SOURCE DOCUMENT
>> Start
Broker performance tuning

Hi,
I am using a zeek (6.1.1) script to send data to a python script using broker communication. The VM has 2 cpu cores … both zeek and python script running in both the cores. While Zeek is able to send or write data using Broker::publish(sync_topic, sync_cmd, c)

In the python endpoint, we are receiving messages at very slow pace. When I bind a separate core for python script, speed increases little bit but still lagging significantly.

So, for 250 message zeek is sending in 3 seconds where python endpoint receiving in 18-20 seconds …

How to debug the issue or tune the performance, so that python end point receives it faster.

I have tried with max_threads=16 in python script, but it doesn’t help much.

Details:
python side snippet

 cfg = broker.Configuration()
            cfg.max_threads = 16

            self.ep = broker.Endpoint(cfg)

  while True:
                statuses = self.ss.poll()
>> End
DATASET CONTENT
>> Start
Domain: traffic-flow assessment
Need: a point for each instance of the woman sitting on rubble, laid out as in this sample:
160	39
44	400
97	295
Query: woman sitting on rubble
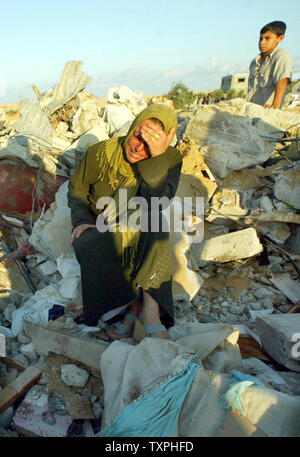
126	270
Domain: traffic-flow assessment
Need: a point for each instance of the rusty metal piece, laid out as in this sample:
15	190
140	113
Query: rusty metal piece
26	249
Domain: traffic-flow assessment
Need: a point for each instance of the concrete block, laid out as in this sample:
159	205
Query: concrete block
279	334
232	246
29	351
78	348
29	421
287	187
73	375
288	286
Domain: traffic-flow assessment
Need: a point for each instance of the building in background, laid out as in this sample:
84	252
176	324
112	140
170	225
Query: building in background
237	82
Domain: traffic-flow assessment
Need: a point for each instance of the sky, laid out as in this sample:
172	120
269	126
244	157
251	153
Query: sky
146	45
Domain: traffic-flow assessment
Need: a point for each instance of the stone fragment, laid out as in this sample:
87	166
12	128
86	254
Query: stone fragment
117	116
68	265
232	246
294	240
23	339
47	268
229	142
72	81
69	287
280	336
288	286
2	118
122	95
74	376
6	417
20	358
287	187
51	233
225	207
271	120
29	351
186	283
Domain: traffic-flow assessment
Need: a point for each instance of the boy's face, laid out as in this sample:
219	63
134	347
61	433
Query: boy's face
268	41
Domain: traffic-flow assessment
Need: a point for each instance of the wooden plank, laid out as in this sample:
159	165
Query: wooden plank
84	350
19	387
237	426
12	363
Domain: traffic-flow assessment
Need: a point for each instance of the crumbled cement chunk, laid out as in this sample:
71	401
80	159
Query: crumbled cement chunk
232	246
288	286
23	339
29	351
74	376
287	187
20	358
6	417
280	335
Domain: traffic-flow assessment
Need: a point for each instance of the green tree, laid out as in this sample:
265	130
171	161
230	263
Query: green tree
181	95
231	94
241	94
291	85
218	93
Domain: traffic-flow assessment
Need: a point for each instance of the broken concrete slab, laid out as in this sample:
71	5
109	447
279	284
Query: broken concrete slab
277	231
225	207
19	387
33	418
85	118
2	118
72	81
117	116
122	95
79	408
74	153
51	233
287	187
294	240
232	246
280	335
81	349
228	142
33	121
185	282
74	376
276	119
288	286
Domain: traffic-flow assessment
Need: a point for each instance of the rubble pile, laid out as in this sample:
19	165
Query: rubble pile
244	269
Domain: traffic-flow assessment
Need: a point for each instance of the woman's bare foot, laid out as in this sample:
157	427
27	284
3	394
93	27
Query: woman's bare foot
150	316
126	328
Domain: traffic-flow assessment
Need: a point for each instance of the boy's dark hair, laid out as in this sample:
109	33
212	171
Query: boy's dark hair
278	27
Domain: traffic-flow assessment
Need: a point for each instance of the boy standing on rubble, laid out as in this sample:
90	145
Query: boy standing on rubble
270	72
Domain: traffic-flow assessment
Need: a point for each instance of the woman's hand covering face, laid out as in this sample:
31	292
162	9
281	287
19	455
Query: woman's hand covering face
148	140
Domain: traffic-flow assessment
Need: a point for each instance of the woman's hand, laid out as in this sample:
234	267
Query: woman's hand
79	230
156	139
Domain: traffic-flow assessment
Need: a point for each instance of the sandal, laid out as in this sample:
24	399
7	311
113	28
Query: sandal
122	330
156	328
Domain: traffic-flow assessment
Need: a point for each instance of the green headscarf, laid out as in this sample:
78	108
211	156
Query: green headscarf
113	162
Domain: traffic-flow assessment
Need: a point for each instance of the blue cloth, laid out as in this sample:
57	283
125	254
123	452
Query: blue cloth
238	384
157	413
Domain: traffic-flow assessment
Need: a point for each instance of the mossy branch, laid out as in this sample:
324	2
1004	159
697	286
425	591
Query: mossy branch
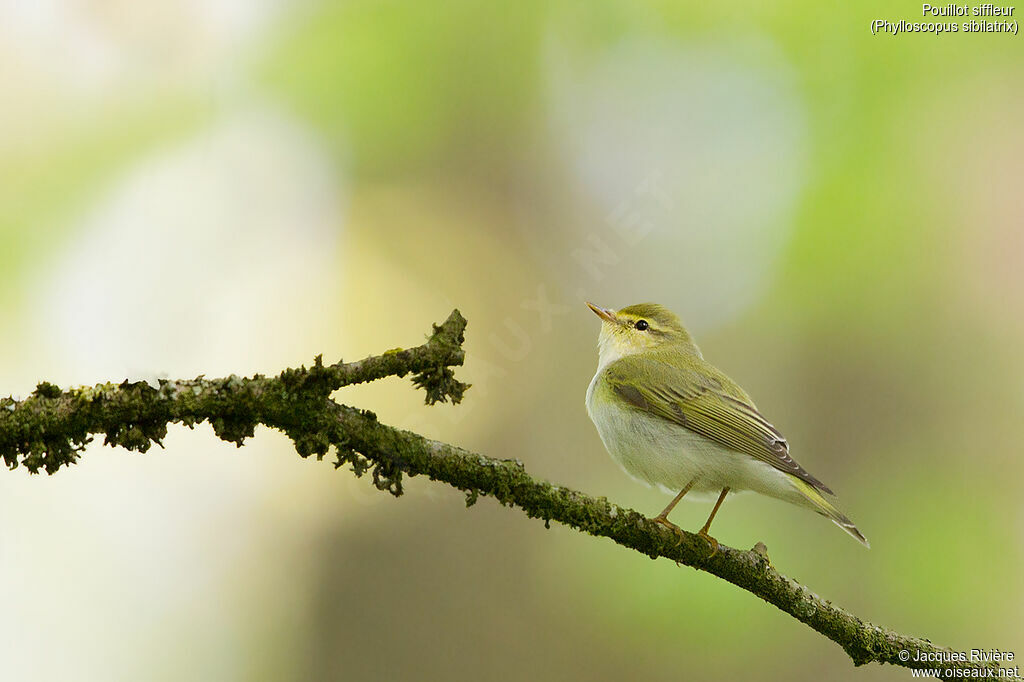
50	428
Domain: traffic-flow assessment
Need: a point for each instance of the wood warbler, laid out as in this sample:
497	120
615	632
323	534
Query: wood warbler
673	420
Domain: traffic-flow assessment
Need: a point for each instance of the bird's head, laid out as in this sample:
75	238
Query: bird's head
640	328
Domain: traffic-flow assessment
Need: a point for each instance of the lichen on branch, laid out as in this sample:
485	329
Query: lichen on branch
51	427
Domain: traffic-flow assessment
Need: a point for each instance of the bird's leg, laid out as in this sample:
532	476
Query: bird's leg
663	518
704	531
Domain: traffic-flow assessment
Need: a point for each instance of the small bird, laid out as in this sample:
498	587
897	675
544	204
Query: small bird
673	420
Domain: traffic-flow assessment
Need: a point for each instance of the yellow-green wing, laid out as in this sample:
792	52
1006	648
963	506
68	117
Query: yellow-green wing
707	401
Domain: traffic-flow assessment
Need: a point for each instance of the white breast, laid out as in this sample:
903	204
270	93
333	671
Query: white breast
663	454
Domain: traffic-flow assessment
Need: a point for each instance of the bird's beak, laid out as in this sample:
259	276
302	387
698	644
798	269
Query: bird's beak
606	315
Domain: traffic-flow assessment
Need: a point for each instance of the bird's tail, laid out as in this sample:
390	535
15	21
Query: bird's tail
819	503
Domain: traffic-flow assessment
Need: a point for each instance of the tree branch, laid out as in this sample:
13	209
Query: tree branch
50	428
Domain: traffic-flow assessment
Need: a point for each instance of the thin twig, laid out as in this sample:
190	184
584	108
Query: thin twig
50	428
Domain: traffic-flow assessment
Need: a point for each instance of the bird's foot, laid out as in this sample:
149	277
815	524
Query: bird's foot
711	541
664	520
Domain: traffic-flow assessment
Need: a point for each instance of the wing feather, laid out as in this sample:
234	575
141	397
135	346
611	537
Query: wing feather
707	402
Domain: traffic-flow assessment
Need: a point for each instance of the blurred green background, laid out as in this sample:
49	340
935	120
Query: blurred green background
236	186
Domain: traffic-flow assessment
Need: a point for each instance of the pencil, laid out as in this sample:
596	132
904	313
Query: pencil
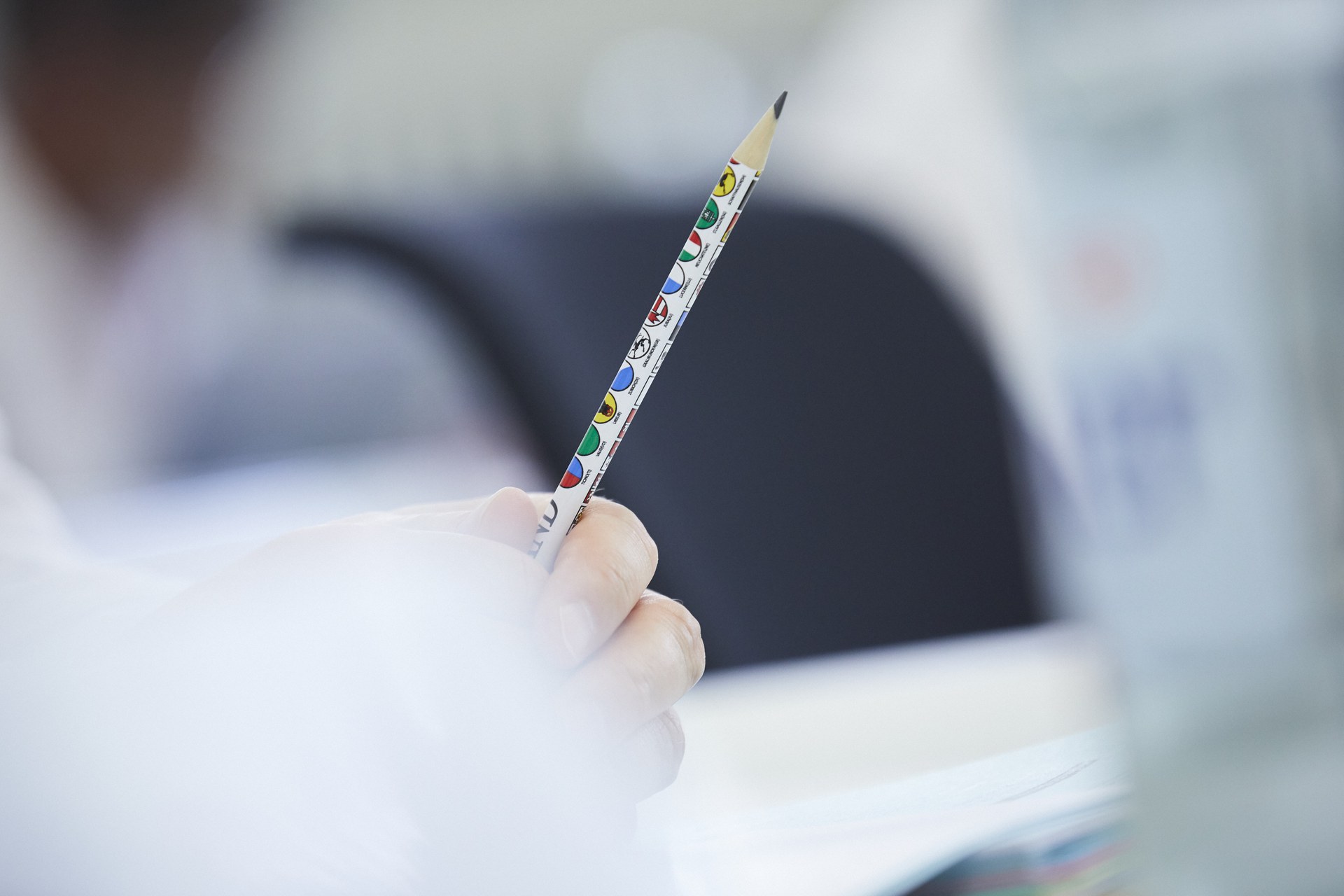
657	332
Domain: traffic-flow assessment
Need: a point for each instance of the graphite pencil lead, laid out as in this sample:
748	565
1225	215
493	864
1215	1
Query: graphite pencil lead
756	146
>> End
DIRECTIVE A
In one to three sentences, explain why the poster in the Broker performance thread says the Python endpoint is lagging.
DIRECTIVE B
Resume the Broker performance tuning post, starting after its last line.
These items have nothing to do with the forum thread.

EXPECTED ANSWER A
Zeek sends 250 messages in about 3 seconds, but the Python endpoint takes 18 to 20 seconds to receive them. Binding a separate core to the Python script and setting max_threads to 16 only helped a little.

EXPECTED ANSWER B
                for s in statuses:
                    if s.code() in (broker.SC.PeerLost, broker.SC.EndpointUnreachable):
                        print("Connection reinitialized.")
                        continue

                # Busy poll for a message or later status
                msg = self.sub.get(0.0000001)

                if msg is None:
                    continue
                (topic, msgData) = msg
                self.msgCounter += 1
                print(f"MsgCount:{self.msgCounter}")

In publisher side I am publishing message for each event I am calling
Broker::publish(sync_topic, sync_cmd, c); print "SENT CONNECTION info", c;
The pcap will produce 252 such events and it is taking 2-3 seconds time to send or publish the message, but the python poll is picking up messages late as you can see I am just polling and printing the message count … it is taking 18 seconds. What changes or tuning should I try to enhance the broker communication performance?

Thanks
Biswa

Thanks for the edit.
In the sender or publisher side I have also tried these … although sender is working fast. Not sure how to tune the broker enqueue and dequeue.
redef Broker::aggressive_polls = 4;
redef Broker::aggressive_interval = 1;
redef Broker::max_threads = 16;
redef Broker::scheduler_policy = "stealing";
This also doesn’t help.

Hi @awelzel can you please comment ?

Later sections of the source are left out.